• _TEXTAUSZUG_:
Amnesty International Report 2016/17 - The State of the World's Human Rights - Poland

Berichtszeitraum: 1. Januar 2016 bis 31. Dezember 2016

Amtliche Bezeichnung: Republik Polen
Staatsoberhaupt: Andrzej Duda
Regierungschefin: Beata Szydło

Die Regierung trieb 2016 Justizreformen mit großer Tragweite voran, die insbesondere das Verfassungsgericht betrafen. Seit dem Wahlsieg der die Partei Recht und Gerechtigkeit im Oktober 2015 traten 214 Gesetzesänderungen und neue Gesetze in Kraft. Von vielen Seiten wurde kritisiert, dass die gesetzlichen Neuregelungen im Eiltempo und ohne angemessene Beteiligung der Zivilgesellschaft erfolgten.

• _GEGEBENE DATEN_:

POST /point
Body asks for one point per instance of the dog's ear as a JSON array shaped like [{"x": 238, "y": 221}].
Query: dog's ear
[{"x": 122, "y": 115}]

• _SCHRIFTLICHE AUFGABE_: Wie geht der Text über die Menschenrechtslage in Polen im Jahr 2016 nach seinem letzten Satz weiter? Setze ihn fort.

• _ERGEBNIS DER AUFGABE_:
GESETZLICHE, VERFASSUNGSRECHTLICHE UND INSTITUTIONELLE ENTWICKLUNGEN

Die Verfassungskrise, die im Jahr 2015 begonnen hatte, verschärfte sich 2016 durch mehrere Änderungen des Gesetzes zur Reform des Verfassungsgerichts. Das Verfassungsgericht selbst urteilte im März und im August, die Gesetzesänderungen seien in Teilen oder in Gänze verfassungswidrig.

Die EU-Kommission startete im Januar 2016 einen strukturierten Dialog mit der polnischen Regierung. Es war das erste Mal, dass die Kommission ein Verfahren zur Überprüfung der Rechtsstaatlichkeit in einem Mitgliedstaat einleitete. Grundlage hierfür war der Rahmen zur Stärkung des Rechtsstaatsprinzips. Der polnischen Regierung wurde eine Frist bis zum 27. Oktober 2016 gesetzt, um darzulegen, welche Maßnahmen sie zur Überwindung der Krise ergreifen wolle. Auf die Empfehlungen der EU-Kommission reagierte die Regierung abweisend, da diese ihrer Ansicht nach "auf falschen Annahmen beruhten".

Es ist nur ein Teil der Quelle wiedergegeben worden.